* **RECORDED DATA**

——

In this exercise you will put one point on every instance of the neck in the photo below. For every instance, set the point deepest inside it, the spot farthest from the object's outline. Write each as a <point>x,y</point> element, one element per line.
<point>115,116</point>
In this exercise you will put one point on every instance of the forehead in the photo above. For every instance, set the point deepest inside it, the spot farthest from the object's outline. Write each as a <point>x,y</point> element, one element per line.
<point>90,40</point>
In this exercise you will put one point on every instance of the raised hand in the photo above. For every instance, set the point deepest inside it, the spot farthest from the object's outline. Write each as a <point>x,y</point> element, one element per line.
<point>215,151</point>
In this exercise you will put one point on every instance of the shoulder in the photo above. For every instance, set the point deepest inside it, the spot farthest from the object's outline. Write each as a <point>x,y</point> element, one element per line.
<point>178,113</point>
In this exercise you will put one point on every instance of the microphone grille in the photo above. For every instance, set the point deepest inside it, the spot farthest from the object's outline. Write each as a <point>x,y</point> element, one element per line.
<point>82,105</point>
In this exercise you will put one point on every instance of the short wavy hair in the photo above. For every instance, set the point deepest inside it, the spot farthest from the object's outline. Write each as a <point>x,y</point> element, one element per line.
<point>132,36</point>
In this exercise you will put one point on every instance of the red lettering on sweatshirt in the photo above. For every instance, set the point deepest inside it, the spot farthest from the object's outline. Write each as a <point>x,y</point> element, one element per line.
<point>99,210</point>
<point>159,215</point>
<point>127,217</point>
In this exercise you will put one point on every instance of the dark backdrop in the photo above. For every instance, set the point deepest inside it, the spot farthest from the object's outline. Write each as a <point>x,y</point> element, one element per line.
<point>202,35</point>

——

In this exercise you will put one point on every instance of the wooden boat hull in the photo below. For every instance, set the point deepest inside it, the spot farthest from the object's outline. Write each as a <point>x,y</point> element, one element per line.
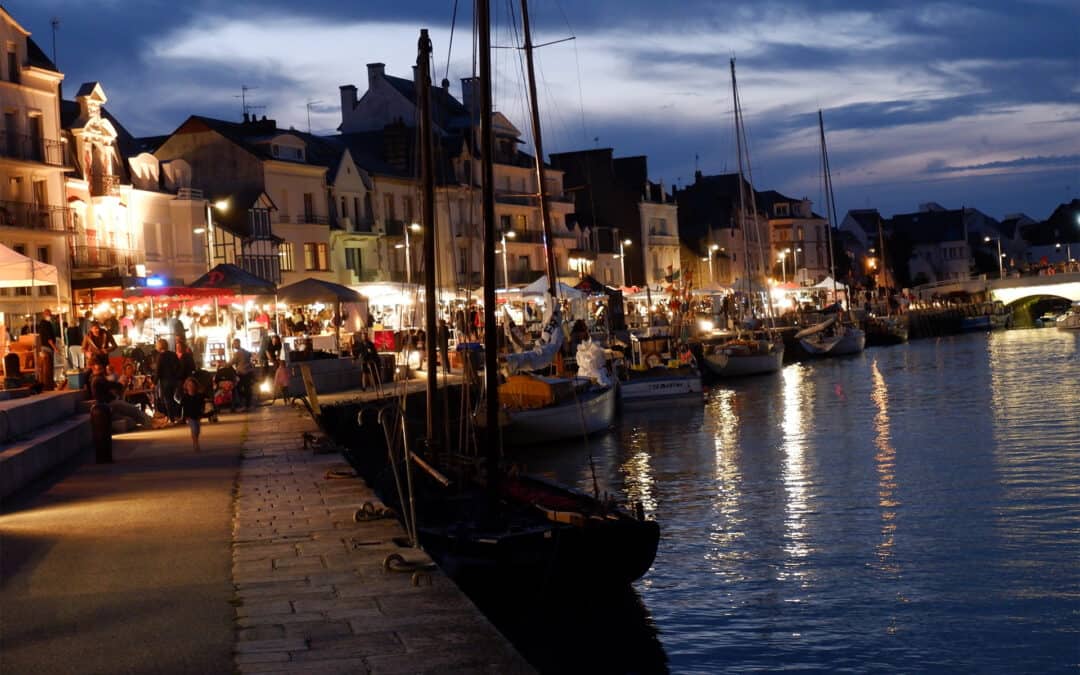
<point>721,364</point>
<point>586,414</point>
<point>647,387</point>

——

Substitute "collarbone" for "shoulder" in everything from the line containing "of the raised" down to the line containing "<point>178,113</point>", and give those lines again with nothing else changed.

In this exercise you will put one point on every instance of the raised hand in the photo above. For every instance, set the point deepest inside it, the spot farthest from the object's outline. Write each as a <point>x,y</point> element, one element per line.
<point>215,151</point>
In this exercise you will put one point on every instance of the collarbone in the photo above. For every instance, set the point deepest inside it, the spot farthest from the object's outline. Write each as a <point>x,y</point> element, one element per line.
<point>178,113</point>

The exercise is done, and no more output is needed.